■ Text
## start
Hours: Mon.-Fri., 7 a.m.-2 p.m.; Sat.-Sun., 8 a.m.-2 p.m.


Readers' rating:
Reader reviews: Write a review

Photo: Robert Gauthier / LAT

Even if you went to Oaxaca or Honduras, you might not find tamales that compare to these. What a surprise to find them right here in Los Angeles, at a gem of a place on 7th Street called Mama's Hot Tamales Café.

The cafe is a sort of tamale co-op, with a communal kitchen where cooks from all over Latin America make the tamales they grew up eating.

Beatriz Garcia, who is from Tlacolula, Oaxaca, makes chicken tamales authentic down to the herb pitiona, which she blends into a green sauce.

Omar Lezcas, from Pochutla, Oaxaca, combines black beans and squash in one tamal, chicken with black mole in another. His mole sauce takes two days to prepare.

Eva Muńoz, from Santa Barbara, Honduras, makes a chicken tamal with masa that's extraordinarily soft and smooth, seasoned with cilantro, green pepper, onion and garlic. Achiote tints it a warm yellow.

Mama's Hot Tamales opened last year as a training center for the vendors in MacArthur Park, just across the street. Here they learn to prepare food according to health department regulations. In the morning, you can see them -- most are women, but a few are men -- carrying sacks of ingredients for the tamales they will assemble in the small kitchen, then load onto their carts.

These are the same tamales that you order in the cafe, which opens early for breakfast and closes after lunch. It's a pleasant place to sit, looking out at the sycamores and palms that frame the park, tranquil despite its crime-spotted history.

The cafe is also a lively center of Latino culture, the host to a surprising range of events, from last Friday's Frida Kahlo look-alike contest to this Friday's artists reception. On Saturday, the cafe is sponsoring a series of Day of the Dead events in the park.

Bohemia Books, which opens into the cafe, stocks folk art and Latino literature. Bright colors flow from one room into another. The walls are gold, blue, fuchsia-pink. In the mural that dominates the cafe, the goddess of corn sits in a golden sunburst, behind plump ears of corn. To her right, Indians plant a crop. On the left, women kneel to grind the kernels.
## end
■ Written tasks
- 1) Transcribe the portion of the café review from "Omar Lezcas, from" up to and including "onto their carts.".
- 2) From the listing below, extract verbatim the lines running from the line with "In this exercise you will mark the barn shadow" up to and including the final line of the listing.
The listing that follows bears no relation to the café review.

Lines of data
## start
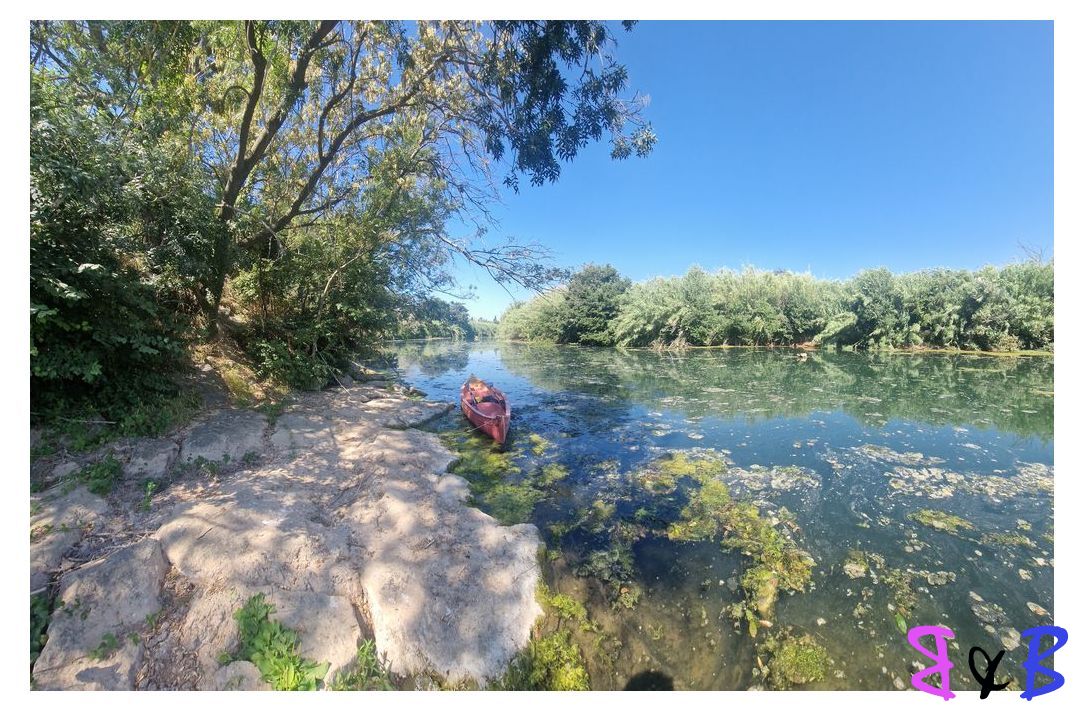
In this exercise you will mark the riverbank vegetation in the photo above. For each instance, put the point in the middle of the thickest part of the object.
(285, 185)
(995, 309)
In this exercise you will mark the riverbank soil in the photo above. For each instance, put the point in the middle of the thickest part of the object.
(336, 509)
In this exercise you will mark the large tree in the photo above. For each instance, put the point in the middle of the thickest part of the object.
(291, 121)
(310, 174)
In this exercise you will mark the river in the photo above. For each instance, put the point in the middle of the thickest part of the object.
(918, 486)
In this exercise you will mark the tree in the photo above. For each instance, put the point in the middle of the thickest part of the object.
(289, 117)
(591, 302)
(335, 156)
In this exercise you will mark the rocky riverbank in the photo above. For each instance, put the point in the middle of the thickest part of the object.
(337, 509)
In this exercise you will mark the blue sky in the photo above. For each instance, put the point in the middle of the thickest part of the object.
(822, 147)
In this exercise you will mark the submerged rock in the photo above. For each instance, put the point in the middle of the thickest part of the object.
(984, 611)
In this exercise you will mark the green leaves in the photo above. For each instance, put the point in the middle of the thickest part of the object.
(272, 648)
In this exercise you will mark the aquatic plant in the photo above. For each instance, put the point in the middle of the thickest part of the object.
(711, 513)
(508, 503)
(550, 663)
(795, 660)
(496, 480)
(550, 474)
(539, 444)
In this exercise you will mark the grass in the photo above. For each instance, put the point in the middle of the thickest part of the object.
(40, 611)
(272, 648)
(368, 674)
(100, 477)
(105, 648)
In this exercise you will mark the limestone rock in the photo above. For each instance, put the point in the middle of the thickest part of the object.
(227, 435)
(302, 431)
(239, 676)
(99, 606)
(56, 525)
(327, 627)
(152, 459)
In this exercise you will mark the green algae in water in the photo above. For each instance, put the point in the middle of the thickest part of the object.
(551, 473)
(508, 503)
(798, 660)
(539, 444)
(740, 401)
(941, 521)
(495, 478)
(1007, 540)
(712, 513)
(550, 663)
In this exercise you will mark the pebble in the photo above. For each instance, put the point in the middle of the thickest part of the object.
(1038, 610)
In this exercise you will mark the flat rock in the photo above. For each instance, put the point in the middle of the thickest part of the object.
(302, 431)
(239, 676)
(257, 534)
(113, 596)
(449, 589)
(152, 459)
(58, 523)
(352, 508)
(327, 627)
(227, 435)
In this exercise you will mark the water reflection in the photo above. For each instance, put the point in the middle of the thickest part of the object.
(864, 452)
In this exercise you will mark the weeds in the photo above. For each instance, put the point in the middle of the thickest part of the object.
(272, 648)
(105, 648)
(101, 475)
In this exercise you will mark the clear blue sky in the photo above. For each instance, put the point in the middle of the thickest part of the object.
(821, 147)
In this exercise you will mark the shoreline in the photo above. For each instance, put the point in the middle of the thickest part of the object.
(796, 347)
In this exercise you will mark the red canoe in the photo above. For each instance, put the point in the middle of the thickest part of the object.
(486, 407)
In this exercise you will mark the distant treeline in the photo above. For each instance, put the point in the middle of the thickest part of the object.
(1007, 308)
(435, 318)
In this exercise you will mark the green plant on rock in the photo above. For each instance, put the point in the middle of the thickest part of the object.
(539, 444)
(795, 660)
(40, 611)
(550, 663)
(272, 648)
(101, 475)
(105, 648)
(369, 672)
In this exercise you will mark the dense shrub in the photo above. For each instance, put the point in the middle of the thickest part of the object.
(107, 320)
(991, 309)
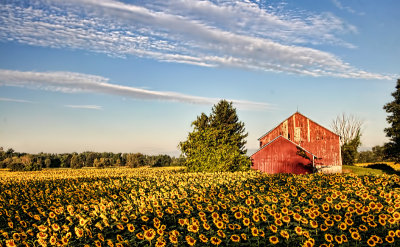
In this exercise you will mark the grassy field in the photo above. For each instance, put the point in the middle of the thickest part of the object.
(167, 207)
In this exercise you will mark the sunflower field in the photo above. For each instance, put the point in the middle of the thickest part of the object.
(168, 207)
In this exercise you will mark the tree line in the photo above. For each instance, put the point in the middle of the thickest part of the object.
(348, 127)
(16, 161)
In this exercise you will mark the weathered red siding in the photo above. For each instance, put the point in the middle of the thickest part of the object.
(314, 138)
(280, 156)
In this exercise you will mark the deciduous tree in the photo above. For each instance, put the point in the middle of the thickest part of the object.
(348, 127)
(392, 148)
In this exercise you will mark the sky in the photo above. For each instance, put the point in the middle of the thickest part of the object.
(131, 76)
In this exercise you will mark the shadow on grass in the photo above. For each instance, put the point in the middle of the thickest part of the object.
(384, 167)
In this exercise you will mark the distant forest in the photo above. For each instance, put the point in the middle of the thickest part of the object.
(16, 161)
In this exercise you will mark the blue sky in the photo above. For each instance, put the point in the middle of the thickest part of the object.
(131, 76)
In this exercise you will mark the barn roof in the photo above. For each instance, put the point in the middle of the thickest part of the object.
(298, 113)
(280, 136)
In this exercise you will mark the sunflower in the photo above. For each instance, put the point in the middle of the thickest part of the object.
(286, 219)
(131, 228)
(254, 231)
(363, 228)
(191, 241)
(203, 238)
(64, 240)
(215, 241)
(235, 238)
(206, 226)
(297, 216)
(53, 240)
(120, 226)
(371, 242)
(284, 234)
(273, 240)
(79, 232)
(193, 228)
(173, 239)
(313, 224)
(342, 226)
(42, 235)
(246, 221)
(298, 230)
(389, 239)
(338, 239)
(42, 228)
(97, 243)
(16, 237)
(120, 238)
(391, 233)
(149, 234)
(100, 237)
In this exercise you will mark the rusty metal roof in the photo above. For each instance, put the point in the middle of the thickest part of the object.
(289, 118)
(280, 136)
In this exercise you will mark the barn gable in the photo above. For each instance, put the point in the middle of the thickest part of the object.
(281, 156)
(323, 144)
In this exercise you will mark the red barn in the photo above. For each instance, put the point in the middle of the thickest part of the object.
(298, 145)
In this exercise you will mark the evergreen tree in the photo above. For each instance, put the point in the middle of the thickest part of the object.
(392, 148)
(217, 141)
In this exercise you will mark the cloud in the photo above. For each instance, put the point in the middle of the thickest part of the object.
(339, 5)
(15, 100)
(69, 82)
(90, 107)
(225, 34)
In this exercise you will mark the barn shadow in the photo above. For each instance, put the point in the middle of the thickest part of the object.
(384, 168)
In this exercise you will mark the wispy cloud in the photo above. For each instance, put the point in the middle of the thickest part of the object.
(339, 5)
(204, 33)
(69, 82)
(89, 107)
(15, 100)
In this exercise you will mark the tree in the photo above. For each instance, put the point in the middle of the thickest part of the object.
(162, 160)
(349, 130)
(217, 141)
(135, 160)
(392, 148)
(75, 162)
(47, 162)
## end
■ Problem solutions
- 1)
Omar Lezcas, from Pochutla, Oaxaca, combines black beans and squash in one tamal, chicken with black mole in another. His mole sauce takes two days to prepare.

Eva Muńoz, from Santa Barbara, Honduras, makes a chicken tamal with masa that's extraordinarily soft and smooth, seasoned with cilantro, green pepper, onion and garlic. Achiote tints it a warm yellow.

Mama's Hot Tamales opened last year as a training center for the vendors in MacArthur Park, just across the street. Here they learn to prepare food according to health department regulations. In the morning, you can see them -- most are women, but a few are men -- carrying sacks of ingredients for the tamales they will assemble in the small kitchen, then load onto their carts.

- 2)
In this exercise you will mark the barn shadow in the photo above. For each instance, put the point in the middle of the thickest part of the object.
(384, 168)
In this exercise you will mark the wispy cloud in the photo above. For each instance, put the point in the middle of the thickest part of the object.
(339, 5)
(204, 33)
(69, 82)
(89, 107)
(15, 100)
In this exercise you will mark the tree in the photo above. For each instance, put the point in the middle of the thickest part of the object.
(162, 160)
(349, 130)
(217, 141)
(135, 160)
(392, 148)
(75, 162)
(47, 162)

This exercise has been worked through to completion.